### ENTRIES PROVIDED
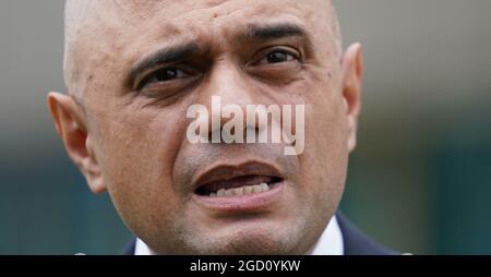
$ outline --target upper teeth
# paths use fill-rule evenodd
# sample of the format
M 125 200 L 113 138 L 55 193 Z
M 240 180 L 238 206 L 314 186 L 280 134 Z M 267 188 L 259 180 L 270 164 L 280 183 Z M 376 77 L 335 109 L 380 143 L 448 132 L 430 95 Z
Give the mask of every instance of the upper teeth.
M 229 196 L 239 196 L 244 194 L 260 193 L 270 190 L 270 185 L 267 183 L 260 183 L 256 185 L 244 185 L 240 188 L 232 189 L 220 189 L 217 192 L 209 193 L 211 197 L 229 197 Z

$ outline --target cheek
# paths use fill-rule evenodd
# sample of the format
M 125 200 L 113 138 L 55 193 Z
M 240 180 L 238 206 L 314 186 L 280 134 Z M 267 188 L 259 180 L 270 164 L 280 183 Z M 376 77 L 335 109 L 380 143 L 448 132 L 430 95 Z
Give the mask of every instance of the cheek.
M 147 222 L 166 225 L 182 205 L 171 179 L 180 121 L 172 111 L 133 115 L 104 124 L 101 166 L 119 214 L 130 229 L 145 233 Z
M 346 181 L 347 121 L 340 93 L 311 89 L 306 98 L 306 148 L 300 161 L 311 198 L 328 208 L 337 206 Z

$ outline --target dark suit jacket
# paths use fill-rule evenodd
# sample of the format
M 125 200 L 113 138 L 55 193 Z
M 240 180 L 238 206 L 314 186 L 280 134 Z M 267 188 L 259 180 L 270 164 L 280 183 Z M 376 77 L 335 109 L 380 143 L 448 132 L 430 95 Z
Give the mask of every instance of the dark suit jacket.
M 342 214 L 337 213 L 337 222 L 343 233 L 345 255 L 397 255 L 398 253 L 388 250 L 372 241 L 367 234 L 358 230 Z M 124 250 L 124 255 L 133 255 L 136 240 L 133 239 Z

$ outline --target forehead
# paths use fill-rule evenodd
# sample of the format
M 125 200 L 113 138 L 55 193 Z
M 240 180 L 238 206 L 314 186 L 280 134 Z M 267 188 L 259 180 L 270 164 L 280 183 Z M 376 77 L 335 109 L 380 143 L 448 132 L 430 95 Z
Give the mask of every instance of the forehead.
M 327 0 L 98 0 L 85 5 L 68 9 L 77 10 L 75 13 L 88 11 L 83 28 L 75 34 L 98 36 L 99 44 L 130 36 L 133 40 L 143 37 L 151 40 L 200 32 L 209 35 L 244 24 L 280 20 L 311 27 L 327 22 L 331 14 Z
M 328 0 L 71 0 L 67 17 L 68 23 L 80 19 L 69 24 L 76 27 L 67 26 L 72 28 L 67 34 L 74 36 L 67 39 L 67 47 L 73 48 L 67 53 L 74 56 L 77 75 L 92 74 L 101 62 L 129 68 L 179 40 L 217 45 L 251 24 L 287 22 L 314 39 L 335 37 Z

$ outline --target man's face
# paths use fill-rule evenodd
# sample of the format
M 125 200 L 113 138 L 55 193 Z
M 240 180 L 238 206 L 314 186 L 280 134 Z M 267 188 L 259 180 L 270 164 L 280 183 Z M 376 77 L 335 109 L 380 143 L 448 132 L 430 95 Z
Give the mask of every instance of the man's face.
M 350 135 L 330 5 L 91 4 L 74 57 L 86 144 L 123 221 L 156 253 L 302 254 L 315 243 L 344 191 Z M 304 105 L 303 153 L 190 143 L 187 110 L 212 96 L 244 110 Z M 209 196 L 241 182 L 271 190 Z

### AIM
Transcribe every entry above exactly. Omit all pictures.

### EXERCISE OUTPUT
$ outline --target upper teeth
# paths use fill-rule evenodd
# sample of the format
M 125 200 L 113 138 L 55 193 Z
M 240 180 L 238 206 L 314 186 L 280 134 Z M 267 188 L 259 180 L 270 164 L 280 183 Z M 376 77 L 335 109 L 380 143 L 448 132 L 430 95 Z
Give the mask of every instance of the upper teeth.
M 229 196 L 239 196 L 244 194 L 260 193 L 270 190 L 270 185 L 267 183 L 260 183 L 256 185 L 244 185 L 240 188 L 232 189 L 220 189 L 217 192 L 209 193 L 211 197 L 229 197 Z

$ outline --target cheek
# paths use fill-rule evenodd
# sample of the format
M 125 200 L 113 138 L 55 193 Z
M 240 180 L 238 206 L 314 186 L 280 134 Z M 267 188 L 259 180 L 270 164 L 280 183 Z M 376 77 L 335 109 L 380 143 L 448 132 L 430 95 Z
Give the mask of every instance of the cheek.
M 147 222 L 166 225 L 182 205 L 171 179 L 180 121 L 172 111 L 133 115 L 104 124 L 101 166 L 119 214 L 130 229 L 145 233 Z
M 346 181 L 347 121 L 340 93 L 311 89 L 306 98 L 306 148 L 300 161 L 311 198 L 328 208 L 337 206 Z

$ outline --target dark suit jacket
# paths use fill-rule evenodd
# sample of the format
M 125 200 L 113 138 L 55 193 Z
M 240 180 L 238 206 L 314 186 L 280 134 Z M 267 188 L 259 180 L 270 164 L 280 183 Z M 376 77 L 335 109 L 380 143 L 448 132 L 430 95 Z
Give the mask of every instance of the dark suit jacket.
M 342 214 L 337 213 L 337 222 L 343 233 L 345 255 L 397 255 L 398 253 L 388 250 L 372 241 L 367 234 L 358 230 Z M 124 250 L 124 255 L 133 255 L 136 240 L 133 239 Z

$ outline --target forehead
# paths use fill-rule evenodd
# sample of the format
M 125 200 L 113 138 L 55 193 Z
M 240 180 L 238 206 L 314 186 L 280 134 Z M 267 188 L 259 180 L 270 164 L 280 183 Z M 376 77 L 335 109 L 380 143 L 448 132 L 430 95 Z
Give the mask of every instance of the forehead.
M 327 0 L 98 0 L 85 5 L 68 9 L 77 10 L 75 13 L 88 11 L 83 28 L 75 34 L 98 36 L 99 44 L 130 36 L 133 40 L 143 37 L 151 40 L 200 32 L 209 35 L 244 24 L 280 20 L 311 27 L 327 22 L 331 14 Z
M 328 0 L 71 0 L 67 17 L 68 23 L 80 19 L 69 24 L 76 27 L 67 26 L 72 28 L 67 34 L 74 36 L 67 39 L 67 47 L 73 48 L 67 53 L 74 56 L 77 75 L 92 74 L 101 62 L 129 68 L 179 40 L 217 45 L 251 24 L 287 22 L 314 39 L 335 37 Z

$ outline --target man's face
# paths use fill-rule evenodd
# sample of the format
M 125 200 L 113 138 L 55 193 Z
M 240 180 L 238 206 L 314 186 L 280 134 Z M 267 188 L 259 180 L 270 164 L 280 183 Z M 376 77 L 335 109 L 380 143 L 448 132 L 430 95 Z
Give the mask of every instance of the man's face.
M 350 135 L 330 5 L 91 4 L 74 57 L 86 144 L 123 221 L 156 253 L 302 254 L 315 243 L 344 191 Z M 304 105 L 303 153 L 190 143 L 187 110 L 212 96 L 244 110 Z M 209 196 L 241 182 L 271 190 Z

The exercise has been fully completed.